Kelly Marie Harper (born June 28, 1979 known professionally as Kelly Harper, is an American recording artist and singer-songwriter. Harper's debut hit song "New Best Friend" charted at number 38 on Billboard's Top 40 CHR charts. She has had 8 of her songs placed on Oxygen network hit show The Bad Girls Club, Love Games, licensed to MTV's Road Rules, and Real World, and VH1's Living Lohan show. Harper won best song in "Songwriter Universe Magazine" for her acclaimed hit "Till This Goes Away" co-written by multiplatinum award-winning producer/songwriter Rob Wells. She was signed to Feenix Rising Entertainment through former Columbia Records exec Len Nicholson and Amerie.

==1997–1999 Early life and career beginnings==
Harper was born and raised in the small town of Lewistown, Pennsylvania. An introverted young girl Kelly found her joy in music. At the age of 8 she began by singing in the local chorus and writing poetry. By age 10 her mother bought a piano. Harper taught herself how to play it and started to turn her poetry into songs. After graduating high school, Kelly's door to fame opened when a modeling agency signed her and took her to New York City for four years.

==1999–2007==
Harper was born and raised in Lewistown, PA. She moved to Los Angeles in 1999 and walked away from a modeling career. Kelly began writing and playing with local musicians and songwriters instantly. Her first album "New Best Friend" gained immediate exposure and buzz as her song landed on the Billboards Top 40/CHR charts at No. 38. Hollywood music supervisor Debra Baum chose the song "New Best Friend" from a catalog of over a thousand songs for placement in the feature film "Thanks to Gravity." as well as being placed on the Oxygen Networks top rated show's 'The Bad Girls Club'. 'Love Games, MTV's 'Road Rules', 'The Real World', and 'Living Lohan' Show.

TASK REQUIREMENTS
Reproduce the part of the Kelly Harper biography starting at "Kelly Marie Harper" and ending at "Nicholson and Amerie.", word for word.

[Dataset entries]
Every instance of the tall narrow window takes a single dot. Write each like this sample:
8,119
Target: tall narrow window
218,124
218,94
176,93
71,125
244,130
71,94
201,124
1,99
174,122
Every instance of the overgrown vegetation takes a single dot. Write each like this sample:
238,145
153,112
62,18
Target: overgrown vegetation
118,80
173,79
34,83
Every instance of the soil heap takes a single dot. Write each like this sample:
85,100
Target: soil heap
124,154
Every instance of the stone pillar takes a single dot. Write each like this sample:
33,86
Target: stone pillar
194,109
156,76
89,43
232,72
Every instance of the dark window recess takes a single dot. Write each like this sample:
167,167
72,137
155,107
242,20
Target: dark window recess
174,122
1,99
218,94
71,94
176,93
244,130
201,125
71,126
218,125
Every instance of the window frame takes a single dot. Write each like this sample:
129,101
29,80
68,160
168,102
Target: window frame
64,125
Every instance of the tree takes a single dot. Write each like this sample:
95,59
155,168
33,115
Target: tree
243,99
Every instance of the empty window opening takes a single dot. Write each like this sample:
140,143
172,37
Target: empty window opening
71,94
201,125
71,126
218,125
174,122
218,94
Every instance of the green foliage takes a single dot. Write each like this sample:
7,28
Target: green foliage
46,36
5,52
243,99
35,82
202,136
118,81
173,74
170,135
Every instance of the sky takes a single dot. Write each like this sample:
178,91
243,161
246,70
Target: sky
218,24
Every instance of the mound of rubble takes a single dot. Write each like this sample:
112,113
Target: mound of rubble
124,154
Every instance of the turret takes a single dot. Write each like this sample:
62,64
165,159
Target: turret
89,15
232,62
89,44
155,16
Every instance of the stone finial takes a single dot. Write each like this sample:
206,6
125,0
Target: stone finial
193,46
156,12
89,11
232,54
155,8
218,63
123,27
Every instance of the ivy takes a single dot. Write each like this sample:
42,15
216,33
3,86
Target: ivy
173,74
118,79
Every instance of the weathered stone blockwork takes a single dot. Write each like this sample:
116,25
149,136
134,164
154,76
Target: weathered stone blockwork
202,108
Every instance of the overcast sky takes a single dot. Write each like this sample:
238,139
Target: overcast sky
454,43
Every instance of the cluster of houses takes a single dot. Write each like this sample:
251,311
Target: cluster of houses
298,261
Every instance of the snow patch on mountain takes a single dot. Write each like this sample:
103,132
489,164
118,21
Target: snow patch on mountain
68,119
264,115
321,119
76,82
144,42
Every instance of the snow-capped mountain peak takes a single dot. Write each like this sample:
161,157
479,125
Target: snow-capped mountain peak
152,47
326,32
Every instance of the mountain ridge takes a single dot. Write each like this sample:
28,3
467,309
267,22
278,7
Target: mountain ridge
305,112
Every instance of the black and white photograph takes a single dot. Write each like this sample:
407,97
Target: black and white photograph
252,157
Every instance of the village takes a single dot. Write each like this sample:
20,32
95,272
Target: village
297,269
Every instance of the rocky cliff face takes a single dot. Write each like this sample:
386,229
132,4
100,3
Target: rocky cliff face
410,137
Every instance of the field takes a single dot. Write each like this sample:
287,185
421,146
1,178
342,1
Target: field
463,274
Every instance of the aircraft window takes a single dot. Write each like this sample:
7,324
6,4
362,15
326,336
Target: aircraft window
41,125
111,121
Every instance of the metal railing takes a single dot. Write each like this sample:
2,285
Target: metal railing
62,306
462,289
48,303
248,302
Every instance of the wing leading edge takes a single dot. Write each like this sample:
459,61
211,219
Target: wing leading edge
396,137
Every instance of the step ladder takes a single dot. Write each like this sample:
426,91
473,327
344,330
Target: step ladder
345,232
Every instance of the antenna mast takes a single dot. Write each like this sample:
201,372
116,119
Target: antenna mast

ANSWER SPACE
Kelly Marie Harper (born June 28, 1979 known professionally as Kelly Harper, is an American recording artist and singer-songwriter. Harper's debut hit song "New Best Friend" charted at number 38 on Billboard's Top 40 CHR charts. She has had 8 of her songs placed on Oxygen network hit show The Bad Girls Club, Love Games, licensed to MTV's Road Rules, and Real World, and VH1's Living Lohan show. Harper won best song in "Songwriter Universe Magazine" for her acclaimed hit "Till This Goes Away" co-written by multiplatinum award-winning producer/songwriter Rob Wells. She was signed to Feenix Rising Entertainment through former Columbia Records exec Len Nicholson and Amerie.